TASK INPUTS:
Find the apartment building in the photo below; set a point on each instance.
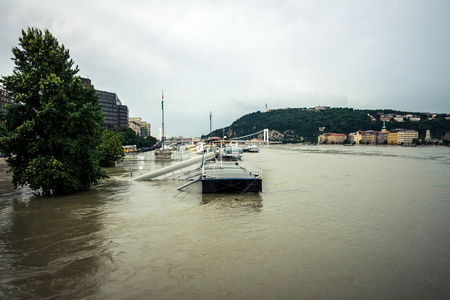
(332, 138)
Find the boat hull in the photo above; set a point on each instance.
(232, 185)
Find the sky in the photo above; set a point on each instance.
(233, 58)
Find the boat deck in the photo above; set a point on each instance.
(230, 177)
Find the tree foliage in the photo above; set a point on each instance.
(52, 131)
(111, 150)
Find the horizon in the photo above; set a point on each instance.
(232, 58)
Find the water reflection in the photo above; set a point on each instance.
(251, 201)
(53, 246)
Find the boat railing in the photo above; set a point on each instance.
(220, 164)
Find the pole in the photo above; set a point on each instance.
(210, 129)
(162, 118)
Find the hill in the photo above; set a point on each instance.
(301, 124)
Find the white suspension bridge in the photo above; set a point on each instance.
(265, 136)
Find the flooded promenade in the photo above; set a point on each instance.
(332, 222)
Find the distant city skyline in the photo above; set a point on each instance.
(233, 58)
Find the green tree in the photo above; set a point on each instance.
(52, 130)
(111, 150)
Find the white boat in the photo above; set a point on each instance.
(233, 152)
(251, 148)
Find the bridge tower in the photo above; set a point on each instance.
(266, 136)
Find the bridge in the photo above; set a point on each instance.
(268, 137)
(265, 136)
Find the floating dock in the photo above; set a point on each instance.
(226, 177)
(174, 167)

TASK DETAILS: Return every row above verbatim and in the original order, leaving the pictures out.

PROBLEM SOLUTION:
Find the apartment building in the photo below; set a point on each instance.
(332, 138)
Find the boat hull in the photo above; set a point on each instance.
(232, 185)
Find the sky in the photo above; set a point on each instance.
(233, 58)
Find the boat deck in the photo above; set a point on each instance.
(230, 177)
Find the tree foliage in the photo above; set a point on each instance.
(52, 131)
(111, 150)
Find the horizon in the photo above; set a point on each instance.
(232, 58)
Find the water reflection in the photo above; set a point on each instance.
(251, 201)
(53, 246)
Find the boat railing in the photo above; set a point on each instance.
(220, 164)
Find the pole in the photo above; set a point on each instance.
(210, 129)
(162, 118)
Find the hill in the photo above; set a point on each instance.
(301, 124)
Find the white suspension bridge in the photo above; set a point on each instance.
(265, 136)
Find the flooded promenade in the photo above; set a point on each instance.
(332, 222)
Find the distant city skyline in the photo above; set a point on each instance.
(233, 58)
Find the green tree in the photo above; set a point on each instance.
(52, 130)
(111, 150)
Find the white boat in the photo above; set a point on each instance.
(233, 152)
(251, 148)
Find the bridge tower in the photo above; set a point on each instance.
(266, 136)
Find the bridge in the photo above; set a point on each instance.
(268, 137)
(265, 136)
Find the floating dock in the photo above; set a point on each instance.
(226, 177)
(174, 167)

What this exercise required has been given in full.